### Your task
Carry on the note about picking objects by drawing them in unique colors to a hidden background buffer, picking up right after its final sentence.

--- start Provided passage ---

There is a really clever way of doing this kind of thing,
which is shortly described in the official OpenGl user's guide,
(the so-called red book), I need to implement it myself in my app,
but I have first to grasp a few minor details, so I can only give you
the general ideia, which is:

1) You need to have a double buffer, so while the user is
seeing the foreground layer, you can draw what you want in the 
background layer (a GDK pixmap will do).

2) Draw all your objects in the background layer, using a different
color for each one. Get the color in this background buffer of the pixel
 where the user pressed the mouse. Compare this color with the color
 of each object in the background buffer, when the color is the same, 
you found the object selected by the user! Please note: these colors
have nothing to do with the real colors of the objects, the user will
never see them.

This might be a overkill in your case, don't know, judge it yourself.

The advantages are:

1) This works for arbitrarily complex objects that were subject to
arbitrarily complex rotation, scaling etc... operations before
being shown.

--- end Provided passage ---
--- start Dataset rows ---

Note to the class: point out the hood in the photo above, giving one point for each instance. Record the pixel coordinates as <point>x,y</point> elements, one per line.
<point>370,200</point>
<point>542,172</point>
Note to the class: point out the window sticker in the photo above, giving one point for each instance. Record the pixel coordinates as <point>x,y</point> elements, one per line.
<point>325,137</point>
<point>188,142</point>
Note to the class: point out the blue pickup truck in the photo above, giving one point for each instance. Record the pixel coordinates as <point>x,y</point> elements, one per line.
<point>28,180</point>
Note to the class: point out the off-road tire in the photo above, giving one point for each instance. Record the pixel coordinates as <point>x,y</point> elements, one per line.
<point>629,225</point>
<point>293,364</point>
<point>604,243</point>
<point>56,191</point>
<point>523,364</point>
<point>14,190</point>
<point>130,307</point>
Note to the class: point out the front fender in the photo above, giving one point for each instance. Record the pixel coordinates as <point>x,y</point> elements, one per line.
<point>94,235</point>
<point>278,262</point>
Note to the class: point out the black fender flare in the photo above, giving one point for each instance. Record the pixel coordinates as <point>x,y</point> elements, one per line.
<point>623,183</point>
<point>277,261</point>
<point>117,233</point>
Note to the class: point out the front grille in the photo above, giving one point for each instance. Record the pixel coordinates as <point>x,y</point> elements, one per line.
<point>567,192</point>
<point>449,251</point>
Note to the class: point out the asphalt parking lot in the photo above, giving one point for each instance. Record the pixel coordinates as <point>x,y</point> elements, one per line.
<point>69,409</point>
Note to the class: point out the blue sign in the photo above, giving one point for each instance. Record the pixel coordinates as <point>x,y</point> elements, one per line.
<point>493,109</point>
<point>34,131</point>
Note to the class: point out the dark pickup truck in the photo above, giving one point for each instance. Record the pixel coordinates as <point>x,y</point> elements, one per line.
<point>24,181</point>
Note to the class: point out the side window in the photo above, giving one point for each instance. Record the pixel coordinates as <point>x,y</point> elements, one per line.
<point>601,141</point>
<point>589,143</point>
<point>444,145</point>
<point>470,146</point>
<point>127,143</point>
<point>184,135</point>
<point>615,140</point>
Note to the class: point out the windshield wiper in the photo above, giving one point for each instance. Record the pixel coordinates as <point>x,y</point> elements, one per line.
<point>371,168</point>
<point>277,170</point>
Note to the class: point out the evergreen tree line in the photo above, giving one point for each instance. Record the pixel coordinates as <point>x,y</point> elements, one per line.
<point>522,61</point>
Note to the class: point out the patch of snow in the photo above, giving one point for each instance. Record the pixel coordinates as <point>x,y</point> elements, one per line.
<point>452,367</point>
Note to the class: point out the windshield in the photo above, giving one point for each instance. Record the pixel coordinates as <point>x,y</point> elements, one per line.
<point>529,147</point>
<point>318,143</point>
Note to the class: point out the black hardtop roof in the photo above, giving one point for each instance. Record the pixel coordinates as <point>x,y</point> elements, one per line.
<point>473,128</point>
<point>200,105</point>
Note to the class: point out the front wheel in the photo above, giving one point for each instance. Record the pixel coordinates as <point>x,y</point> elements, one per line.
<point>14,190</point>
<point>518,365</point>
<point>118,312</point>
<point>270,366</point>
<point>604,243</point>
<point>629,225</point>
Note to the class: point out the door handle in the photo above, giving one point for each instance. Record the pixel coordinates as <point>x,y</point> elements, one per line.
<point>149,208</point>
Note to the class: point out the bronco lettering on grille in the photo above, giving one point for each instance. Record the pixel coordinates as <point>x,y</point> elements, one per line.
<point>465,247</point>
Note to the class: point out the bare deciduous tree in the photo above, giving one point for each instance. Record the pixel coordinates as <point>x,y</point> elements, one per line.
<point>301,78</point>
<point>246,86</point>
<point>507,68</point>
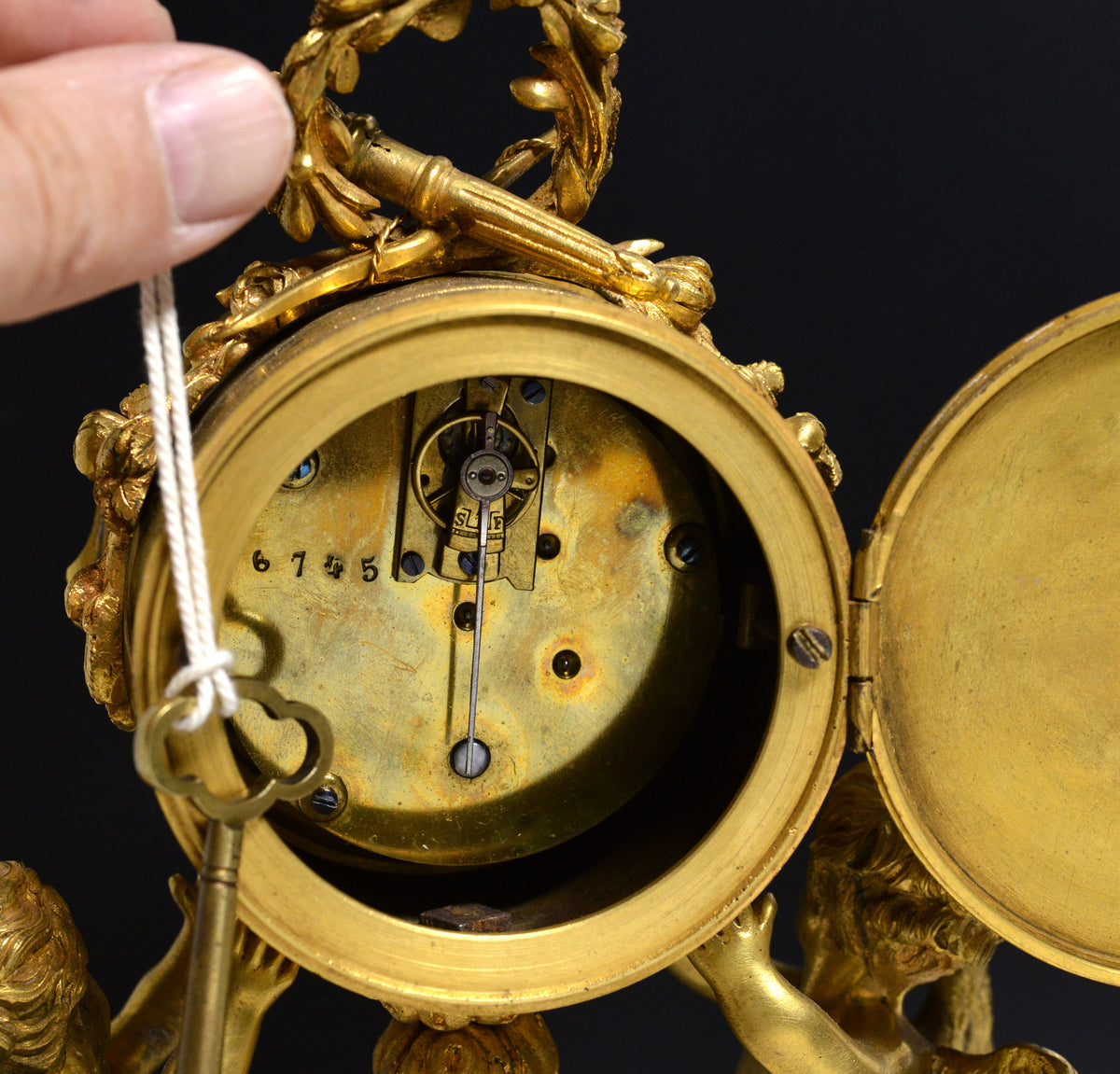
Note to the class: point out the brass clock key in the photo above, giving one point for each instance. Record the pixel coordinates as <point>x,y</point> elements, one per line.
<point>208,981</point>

--- end Dataset rows ---
--- start Dataset rows ---

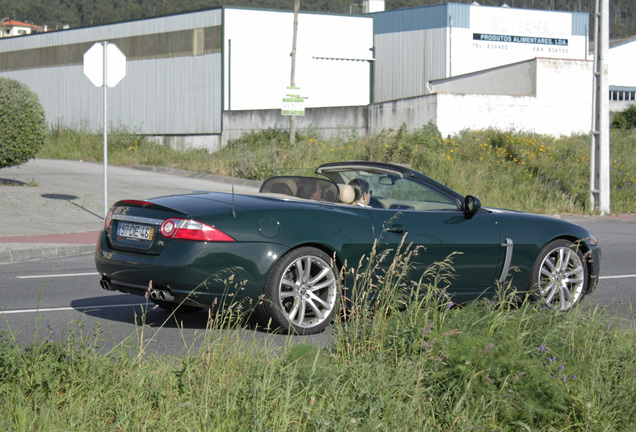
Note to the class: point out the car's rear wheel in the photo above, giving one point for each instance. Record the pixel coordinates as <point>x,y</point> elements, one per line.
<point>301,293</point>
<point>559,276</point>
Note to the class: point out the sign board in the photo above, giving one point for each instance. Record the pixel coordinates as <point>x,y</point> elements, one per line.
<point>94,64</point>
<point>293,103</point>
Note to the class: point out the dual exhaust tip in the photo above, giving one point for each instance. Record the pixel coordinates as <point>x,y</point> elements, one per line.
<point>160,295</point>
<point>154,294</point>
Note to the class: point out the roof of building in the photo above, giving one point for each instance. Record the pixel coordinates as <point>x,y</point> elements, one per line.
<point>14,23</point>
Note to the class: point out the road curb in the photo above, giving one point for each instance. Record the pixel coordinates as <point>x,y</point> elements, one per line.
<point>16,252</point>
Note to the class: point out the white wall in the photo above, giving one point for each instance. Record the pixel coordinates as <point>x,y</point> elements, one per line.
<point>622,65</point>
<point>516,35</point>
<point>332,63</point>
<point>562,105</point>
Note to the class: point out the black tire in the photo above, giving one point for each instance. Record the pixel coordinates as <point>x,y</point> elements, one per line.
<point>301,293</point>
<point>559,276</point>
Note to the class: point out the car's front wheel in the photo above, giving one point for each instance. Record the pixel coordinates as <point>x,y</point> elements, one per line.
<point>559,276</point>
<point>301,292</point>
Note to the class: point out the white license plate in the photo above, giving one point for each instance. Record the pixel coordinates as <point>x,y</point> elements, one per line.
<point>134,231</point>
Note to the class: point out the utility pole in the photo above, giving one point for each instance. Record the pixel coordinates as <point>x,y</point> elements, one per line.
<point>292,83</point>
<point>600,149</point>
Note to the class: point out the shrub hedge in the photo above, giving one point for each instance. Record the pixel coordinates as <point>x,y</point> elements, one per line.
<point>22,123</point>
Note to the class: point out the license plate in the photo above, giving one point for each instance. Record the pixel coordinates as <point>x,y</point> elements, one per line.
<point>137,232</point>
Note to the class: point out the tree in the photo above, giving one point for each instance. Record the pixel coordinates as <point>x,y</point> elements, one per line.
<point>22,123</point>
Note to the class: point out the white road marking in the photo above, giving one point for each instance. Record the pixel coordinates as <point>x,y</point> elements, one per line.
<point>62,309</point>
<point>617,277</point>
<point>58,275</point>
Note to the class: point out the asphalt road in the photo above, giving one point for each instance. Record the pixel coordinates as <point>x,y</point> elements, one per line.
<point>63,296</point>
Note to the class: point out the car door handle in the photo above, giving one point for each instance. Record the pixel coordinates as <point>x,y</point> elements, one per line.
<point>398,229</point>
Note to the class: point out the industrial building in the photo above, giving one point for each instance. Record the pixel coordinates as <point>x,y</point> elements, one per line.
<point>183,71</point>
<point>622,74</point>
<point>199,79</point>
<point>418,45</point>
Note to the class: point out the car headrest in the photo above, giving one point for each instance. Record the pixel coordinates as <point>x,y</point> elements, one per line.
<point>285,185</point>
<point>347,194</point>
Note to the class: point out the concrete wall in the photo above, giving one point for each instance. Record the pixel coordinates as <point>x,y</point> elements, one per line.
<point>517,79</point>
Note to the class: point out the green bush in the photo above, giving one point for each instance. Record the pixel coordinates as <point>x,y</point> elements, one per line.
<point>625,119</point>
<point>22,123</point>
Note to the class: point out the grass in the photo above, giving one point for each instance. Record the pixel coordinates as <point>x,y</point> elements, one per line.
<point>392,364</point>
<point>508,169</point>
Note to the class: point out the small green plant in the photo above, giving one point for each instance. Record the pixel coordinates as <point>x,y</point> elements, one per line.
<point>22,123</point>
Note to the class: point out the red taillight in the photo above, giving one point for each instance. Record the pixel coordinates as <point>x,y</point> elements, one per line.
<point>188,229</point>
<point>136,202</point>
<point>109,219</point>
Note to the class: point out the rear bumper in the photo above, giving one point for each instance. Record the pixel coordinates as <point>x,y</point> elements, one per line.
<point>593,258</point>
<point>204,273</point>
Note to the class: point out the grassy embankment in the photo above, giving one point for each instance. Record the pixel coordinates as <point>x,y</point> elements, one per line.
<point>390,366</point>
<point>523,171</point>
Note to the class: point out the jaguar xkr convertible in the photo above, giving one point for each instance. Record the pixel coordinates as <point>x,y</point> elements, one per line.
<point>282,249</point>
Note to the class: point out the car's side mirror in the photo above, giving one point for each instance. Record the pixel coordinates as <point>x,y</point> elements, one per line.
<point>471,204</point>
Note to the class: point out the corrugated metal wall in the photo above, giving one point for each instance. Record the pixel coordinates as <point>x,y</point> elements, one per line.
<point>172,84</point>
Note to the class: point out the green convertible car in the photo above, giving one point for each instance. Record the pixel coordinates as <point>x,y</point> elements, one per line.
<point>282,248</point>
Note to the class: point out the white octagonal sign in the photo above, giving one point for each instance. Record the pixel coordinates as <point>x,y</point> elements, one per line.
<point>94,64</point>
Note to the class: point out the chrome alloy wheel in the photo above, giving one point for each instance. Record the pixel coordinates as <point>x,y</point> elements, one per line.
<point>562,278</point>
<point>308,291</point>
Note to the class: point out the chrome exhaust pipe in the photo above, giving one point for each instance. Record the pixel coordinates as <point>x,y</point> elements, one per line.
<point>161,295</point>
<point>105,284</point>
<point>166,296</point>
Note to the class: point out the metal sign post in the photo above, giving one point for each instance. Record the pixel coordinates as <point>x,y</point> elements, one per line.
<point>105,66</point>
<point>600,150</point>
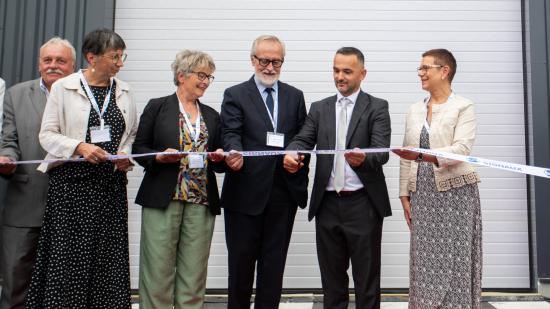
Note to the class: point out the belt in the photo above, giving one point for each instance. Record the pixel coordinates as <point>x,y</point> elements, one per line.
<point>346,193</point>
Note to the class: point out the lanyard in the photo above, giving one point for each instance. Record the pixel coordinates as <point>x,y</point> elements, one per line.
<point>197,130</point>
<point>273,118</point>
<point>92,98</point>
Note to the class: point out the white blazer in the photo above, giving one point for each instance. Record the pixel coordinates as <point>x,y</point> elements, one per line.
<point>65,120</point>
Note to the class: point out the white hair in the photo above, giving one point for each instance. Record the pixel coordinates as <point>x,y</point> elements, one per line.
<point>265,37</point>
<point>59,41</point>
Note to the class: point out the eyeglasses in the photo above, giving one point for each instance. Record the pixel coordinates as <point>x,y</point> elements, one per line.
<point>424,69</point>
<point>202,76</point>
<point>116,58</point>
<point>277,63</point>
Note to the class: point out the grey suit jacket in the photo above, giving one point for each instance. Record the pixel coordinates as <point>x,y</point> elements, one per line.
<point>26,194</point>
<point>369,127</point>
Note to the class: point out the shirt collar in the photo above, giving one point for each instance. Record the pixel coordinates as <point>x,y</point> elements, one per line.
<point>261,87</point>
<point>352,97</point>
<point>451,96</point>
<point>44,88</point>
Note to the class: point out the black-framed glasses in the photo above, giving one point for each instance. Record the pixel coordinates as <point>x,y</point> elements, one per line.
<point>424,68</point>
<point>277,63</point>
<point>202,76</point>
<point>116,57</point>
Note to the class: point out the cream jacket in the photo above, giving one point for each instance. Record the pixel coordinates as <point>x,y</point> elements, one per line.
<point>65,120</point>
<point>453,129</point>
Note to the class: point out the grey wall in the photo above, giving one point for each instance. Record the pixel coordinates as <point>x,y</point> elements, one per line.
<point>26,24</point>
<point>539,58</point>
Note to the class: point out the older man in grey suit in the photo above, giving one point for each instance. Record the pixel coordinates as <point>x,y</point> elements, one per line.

--- end Dataset rows ---

### Answer for this exercise
2) It is a very quick operation, you just have to draw the whole
picture in the background. The whole procedure is expected 
to take a fraction of a second, depending of the number of objects 
(and the number of colors that your hadware is able to represent,
 see below).

3) It doesn't seem difficult to implement... once you
know how to play with the rgb codes for each pixel...

At first glance, it might appear that you are limited by the 
number of colors of your hardware, but that is not really
the case. If you have more objects than colors, all you need
is to draw again the same picture in the background, as many times
as needed. If your user has a old graphic card, which can 
draw only with 8 bits per pixel, i.e. 256 colors, and you have
800 objects, first you will need to draw all of them, of course
you will have 3-4 objects for each color, so in a second scanning
you will have to draw only these 3-4 objects, with the different
colors, and select which is the right one.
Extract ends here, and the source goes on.